• [EXCERPT]:
## BEGIN
I'm supposed to turn in this piece today, but I would much rather go home and watch hours of really bad reality TV. Just writing that last sentence wiped me out (I mean, just look at the journalism burnout rate). I need help. I need a break. My unpaid research assistant can write the next paragraph.
The 'free culture' movement encompasses a variety of different sub-movements, including the Free Software movement and online communities such as Wikipedia. Students for Free Culture, a group that promotes the movement on over 40 college campuses nationwide, claims the movement was founded in the spring of 2004 at Swarthmore College. The movement is often associated with college students and young people due to violations of copyright protection, including file-sharing, which have proliferated rapidly in the last few years.
Not bad, eh? I, too, was impressed by Young Assistant's ability to churn that out for a total sum of $0. I should give him a raise someday. Or not.
There are currently hundreds of thousands of unpaid interns out there, and even as the economy slowly, painfully begins to recover, their numbers are growing. Free labor has migrated beyond college internships, infiltrating almost every creative industry, as well as a handful of more menial ones. I could probably get Young Assistant to work for weeks or even months at no pay, and when he finally gets fed up and quits? There are plenty of others waiting in line to take his place. Sure, maybe it's unfair, and I felt a momentary tinge of guilt, but he's gaining exposure and experience, right? Isn't it just basic supply and demand?
Why not have three free laborers toiling away
on an article I don't really feel like writing?
They want the experience, I want the help.
I found this discounted assistant by posting an ad on Craigslist, which now charges $25 per job posting in select cities, but still lets you post to the "Gigs" section for free. An hour after I posted a vague ad, asking for free labor on an article for The Fiscal Times, saying "there may or may not be opportunities for paid work in the future," (which is generally the case anytime you meet a person that's, well, employed) the responses from eager, young whippersnappers begin trickling in.
"I am a 3L at NYU Law and member of the NYU Journal of Law and Business. I have also written columns on such topics as executive compensation and the financial crisis for the Law School Magazine. I would be very interested in helping with your article."
"I am interested in helping you in writing an article for The Fiscal Times. I am an economics and chemistry major, conducting research in both fields. I just finished doing historical French and Swiss franc research for a book and I have done chemical engineering research at MIT. I have also written management theory articles and other pieces for business sites. I look forward to hearing from you."
## END
(Data extracted from a collection)
## BEGIN
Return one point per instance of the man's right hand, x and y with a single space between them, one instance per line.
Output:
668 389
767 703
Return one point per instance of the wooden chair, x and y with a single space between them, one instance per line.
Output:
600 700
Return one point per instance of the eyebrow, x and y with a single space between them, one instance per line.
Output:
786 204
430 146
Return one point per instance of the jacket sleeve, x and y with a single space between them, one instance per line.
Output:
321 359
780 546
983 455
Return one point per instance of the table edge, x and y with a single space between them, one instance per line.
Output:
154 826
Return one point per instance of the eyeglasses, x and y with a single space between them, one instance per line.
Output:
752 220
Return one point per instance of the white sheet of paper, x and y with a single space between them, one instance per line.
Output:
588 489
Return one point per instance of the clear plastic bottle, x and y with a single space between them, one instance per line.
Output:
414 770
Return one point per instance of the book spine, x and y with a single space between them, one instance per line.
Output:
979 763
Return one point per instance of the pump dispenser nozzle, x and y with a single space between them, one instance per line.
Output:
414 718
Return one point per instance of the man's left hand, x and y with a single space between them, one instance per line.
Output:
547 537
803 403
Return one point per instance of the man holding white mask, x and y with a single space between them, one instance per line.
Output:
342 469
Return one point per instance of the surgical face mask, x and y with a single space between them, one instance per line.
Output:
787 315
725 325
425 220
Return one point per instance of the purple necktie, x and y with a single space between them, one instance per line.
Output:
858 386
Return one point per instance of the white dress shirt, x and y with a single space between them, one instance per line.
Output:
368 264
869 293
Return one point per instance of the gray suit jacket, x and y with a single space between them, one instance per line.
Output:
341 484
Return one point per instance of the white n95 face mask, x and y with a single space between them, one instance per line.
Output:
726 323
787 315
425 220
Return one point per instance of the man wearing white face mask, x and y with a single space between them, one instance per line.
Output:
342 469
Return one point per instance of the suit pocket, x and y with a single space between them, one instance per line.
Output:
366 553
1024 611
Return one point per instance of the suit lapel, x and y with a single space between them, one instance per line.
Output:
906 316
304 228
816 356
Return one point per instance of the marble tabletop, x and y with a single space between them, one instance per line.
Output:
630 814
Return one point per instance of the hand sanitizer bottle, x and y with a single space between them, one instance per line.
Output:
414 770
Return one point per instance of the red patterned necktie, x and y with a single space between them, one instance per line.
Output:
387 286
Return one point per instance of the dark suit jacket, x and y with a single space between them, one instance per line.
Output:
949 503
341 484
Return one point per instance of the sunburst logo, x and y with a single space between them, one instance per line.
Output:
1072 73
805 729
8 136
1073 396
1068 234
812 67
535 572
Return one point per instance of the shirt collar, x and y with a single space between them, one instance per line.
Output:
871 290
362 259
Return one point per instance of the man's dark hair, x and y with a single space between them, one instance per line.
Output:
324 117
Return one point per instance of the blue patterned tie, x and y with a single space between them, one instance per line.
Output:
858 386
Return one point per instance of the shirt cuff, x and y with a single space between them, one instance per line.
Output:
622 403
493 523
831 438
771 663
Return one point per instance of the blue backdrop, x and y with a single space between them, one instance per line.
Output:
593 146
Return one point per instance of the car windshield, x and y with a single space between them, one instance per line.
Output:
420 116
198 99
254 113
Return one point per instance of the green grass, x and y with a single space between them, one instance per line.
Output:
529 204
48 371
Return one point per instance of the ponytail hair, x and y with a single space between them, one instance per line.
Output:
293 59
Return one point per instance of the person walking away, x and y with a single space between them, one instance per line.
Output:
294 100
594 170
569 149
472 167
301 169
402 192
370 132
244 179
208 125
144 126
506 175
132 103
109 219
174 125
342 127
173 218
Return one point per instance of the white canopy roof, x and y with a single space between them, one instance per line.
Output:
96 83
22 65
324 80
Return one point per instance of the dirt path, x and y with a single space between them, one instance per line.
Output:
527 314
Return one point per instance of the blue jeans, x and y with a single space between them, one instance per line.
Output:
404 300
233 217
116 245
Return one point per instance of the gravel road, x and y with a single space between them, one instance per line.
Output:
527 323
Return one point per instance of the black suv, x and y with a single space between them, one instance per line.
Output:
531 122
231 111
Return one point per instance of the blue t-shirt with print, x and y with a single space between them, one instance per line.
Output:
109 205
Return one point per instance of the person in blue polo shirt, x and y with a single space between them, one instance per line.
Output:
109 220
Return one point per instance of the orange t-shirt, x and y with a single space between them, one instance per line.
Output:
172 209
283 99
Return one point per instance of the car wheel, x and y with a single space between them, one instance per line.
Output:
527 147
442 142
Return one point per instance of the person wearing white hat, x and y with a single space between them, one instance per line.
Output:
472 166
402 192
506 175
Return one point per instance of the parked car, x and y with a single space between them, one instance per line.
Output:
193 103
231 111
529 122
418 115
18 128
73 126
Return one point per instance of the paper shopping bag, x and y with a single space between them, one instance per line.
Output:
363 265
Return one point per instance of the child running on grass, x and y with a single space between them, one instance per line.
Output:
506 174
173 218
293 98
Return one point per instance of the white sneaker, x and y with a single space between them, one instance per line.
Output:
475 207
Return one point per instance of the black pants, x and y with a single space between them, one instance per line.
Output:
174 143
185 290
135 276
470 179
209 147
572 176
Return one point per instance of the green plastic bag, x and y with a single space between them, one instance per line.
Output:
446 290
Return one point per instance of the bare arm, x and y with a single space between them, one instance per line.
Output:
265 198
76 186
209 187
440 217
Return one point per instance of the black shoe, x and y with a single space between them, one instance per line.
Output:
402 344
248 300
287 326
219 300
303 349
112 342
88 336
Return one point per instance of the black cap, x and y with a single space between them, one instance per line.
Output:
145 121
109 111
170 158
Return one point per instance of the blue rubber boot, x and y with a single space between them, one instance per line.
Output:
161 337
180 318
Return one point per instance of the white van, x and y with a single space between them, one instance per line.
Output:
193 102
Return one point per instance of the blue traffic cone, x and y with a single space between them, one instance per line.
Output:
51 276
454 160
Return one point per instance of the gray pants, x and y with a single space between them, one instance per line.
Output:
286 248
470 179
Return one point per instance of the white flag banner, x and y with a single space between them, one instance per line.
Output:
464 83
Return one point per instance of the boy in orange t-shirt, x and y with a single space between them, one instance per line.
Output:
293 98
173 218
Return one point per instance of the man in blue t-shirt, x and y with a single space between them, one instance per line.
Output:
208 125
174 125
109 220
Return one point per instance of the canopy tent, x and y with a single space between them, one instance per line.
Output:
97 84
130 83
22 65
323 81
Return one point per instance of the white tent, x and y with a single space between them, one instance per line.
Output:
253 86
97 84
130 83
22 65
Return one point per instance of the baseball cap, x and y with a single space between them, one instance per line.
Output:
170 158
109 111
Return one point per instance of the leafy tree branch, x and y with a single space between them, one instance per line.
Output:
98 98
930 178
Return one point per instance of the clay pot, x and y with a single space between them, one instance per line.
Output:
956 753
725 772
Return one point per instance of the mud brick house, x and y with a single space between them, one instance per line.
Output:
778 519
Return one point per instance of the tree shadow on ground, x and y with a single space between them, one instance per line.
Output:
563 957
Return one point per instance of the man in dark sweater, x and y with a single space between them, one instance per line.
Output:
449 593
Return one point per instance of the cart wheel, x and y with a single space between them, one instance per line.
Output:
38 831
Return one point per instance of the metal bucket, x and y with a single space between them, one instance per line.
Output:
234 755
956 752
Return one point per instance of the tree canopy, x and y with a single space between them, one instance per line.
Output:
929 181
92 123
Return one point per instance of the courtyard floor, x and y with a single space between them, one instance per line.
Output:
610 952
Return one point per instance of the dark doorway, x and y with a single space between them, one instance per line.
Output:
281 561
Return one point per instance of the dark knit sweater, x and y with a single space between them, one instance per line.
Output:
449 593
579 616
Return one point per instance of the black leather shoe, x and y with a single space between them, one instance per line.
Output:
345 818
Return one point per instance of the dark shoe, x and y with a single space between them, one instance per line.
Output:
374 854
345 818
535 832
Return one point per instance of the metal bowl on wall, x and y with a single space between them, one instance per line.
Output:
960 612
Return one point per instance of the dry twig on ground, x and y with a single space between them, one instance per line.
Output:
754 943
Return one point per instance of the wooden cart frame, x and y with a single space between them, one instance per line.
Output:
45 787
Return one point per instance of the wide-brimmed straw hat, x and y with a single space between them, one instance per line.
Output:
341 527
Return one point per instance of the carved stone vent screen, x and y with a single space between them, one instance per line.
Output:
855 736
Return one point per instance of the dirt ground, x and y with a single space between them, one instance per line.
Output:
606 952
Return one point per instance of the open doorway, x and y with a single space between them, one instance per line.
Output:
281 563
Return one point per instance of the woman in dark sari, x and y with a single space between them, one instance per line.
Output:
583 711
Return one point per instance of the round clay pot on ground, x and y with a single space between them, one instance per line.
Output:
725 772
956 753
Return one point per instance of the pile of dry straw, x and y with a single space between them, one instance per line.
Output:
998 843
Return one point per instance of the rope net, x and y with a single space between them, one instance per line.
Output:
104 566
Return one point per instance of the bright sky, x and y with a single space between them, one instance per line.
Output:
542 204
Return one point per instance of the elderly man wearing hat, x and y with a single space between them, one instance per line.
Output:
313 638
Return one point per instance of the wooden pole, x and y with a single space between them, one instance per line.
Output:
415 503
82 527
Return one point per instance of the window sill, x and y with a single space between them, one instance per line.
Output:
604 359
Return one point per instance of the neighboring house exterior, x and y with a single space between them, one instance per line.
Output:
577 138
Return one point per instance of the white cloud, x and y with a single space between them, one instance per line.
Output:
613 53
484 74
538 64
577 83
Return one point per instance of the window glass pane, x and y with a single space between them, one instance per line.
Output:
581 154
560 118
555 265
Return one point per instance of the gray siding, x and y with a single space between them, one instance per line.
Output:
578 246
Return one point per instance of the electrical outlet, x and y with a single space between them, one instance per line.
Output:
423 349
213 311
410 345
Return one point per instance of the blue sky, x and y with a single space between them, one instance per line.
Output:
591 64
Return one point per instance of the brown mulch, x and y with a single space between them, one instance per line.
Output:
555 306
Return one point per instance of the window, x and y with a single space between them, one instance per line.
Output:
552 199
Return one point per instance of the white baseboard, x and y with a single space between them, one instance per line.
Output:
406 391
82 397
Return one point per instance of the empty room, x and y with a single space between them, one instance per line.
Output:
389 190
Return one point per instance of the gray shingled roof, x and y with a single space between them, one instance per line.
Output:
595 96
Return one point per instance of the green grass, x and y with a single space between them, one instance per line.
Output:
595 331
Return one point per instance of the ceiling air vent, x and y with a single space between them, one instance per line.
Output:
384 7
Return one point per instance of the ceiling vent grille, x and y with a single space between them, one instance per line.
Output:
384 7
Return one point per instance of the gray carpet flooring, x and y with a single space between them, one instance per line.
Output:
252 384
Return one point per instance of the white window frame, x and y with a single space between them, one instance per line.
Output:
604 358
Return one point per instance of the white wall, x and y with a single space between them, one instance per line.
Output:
## END
• [EXERCISE INSTRUCTIONS]:
1. Answer these questions using the article on unpaid labor:
(a) Where and when does Students for Free Culture claim the free culture movement was founded?
(b) How much does Craigslist charge per job posting in select cities?
(c) Of which journal is the NYU Law student who responded a member?
2. Update the article on unpaid labor by writing out the part from "Why not have" up to and including "begin trickling in.", with "Craigslist" changed to "a local job board".
3. Take the article on unpaid labor further, starting after its final sentence.

• [ANSWERS FOR THE TASKS]:
1.
(a) At Swarthmore College, in the spring of 2004.
(b) $25.
(c) The NYU Journal of Law and Business.

2.
Why not have three free laborers toiling away
on an article I don't really feel like writing?
They want the experience, I want the help.
I found this discounted assistant by posting an ad on a local job board, which now charges $25 per job posting in select cities, but still lets you post to the "Gigs" section for free. An hour after I posted a vague ad, asking for free labor on an article for The Fiscal Times, saying "there may or may not be opportunities for paid work in the future," (which is generally the case anytime you meet a person that's, well, employed) the responses from eager, young whippersnappers begin trickling in.

3.
I called each of them, reminding them that they would be working for free. Zilch. Nada. Did they understand? Yes, said the first one I called, she had done this before. Then came the moment when I had to explain my premise: She would be working for free, on an article about people working for free. I assumed I would get some hang-ups.
"The article that I'm doing is about people working for free."
"This includes unpaid interns, aggregated content writers, research assistants …"
"That's the article."
"What I would need you to do is help me with some of the reporting, the research, and even some of the writing. Interested?"
"Well, it's an interesting topic, and as I would be doing work for free, I can certainly relate to it." We both laugh awkwardly.
I "hire" her on the spot, as well as the next two applicants (until — for reasons I don't know — Craigslist flagged and removed the ad, while leaving up many other equally sketchy requests for free labor). Regardless, my mission was accomplished: I had my army of assistants. Why not have three free laborers toiling away on an article I don't really feel like writing? They want the experience, I want the help. They had me at "To Whom it May Concern."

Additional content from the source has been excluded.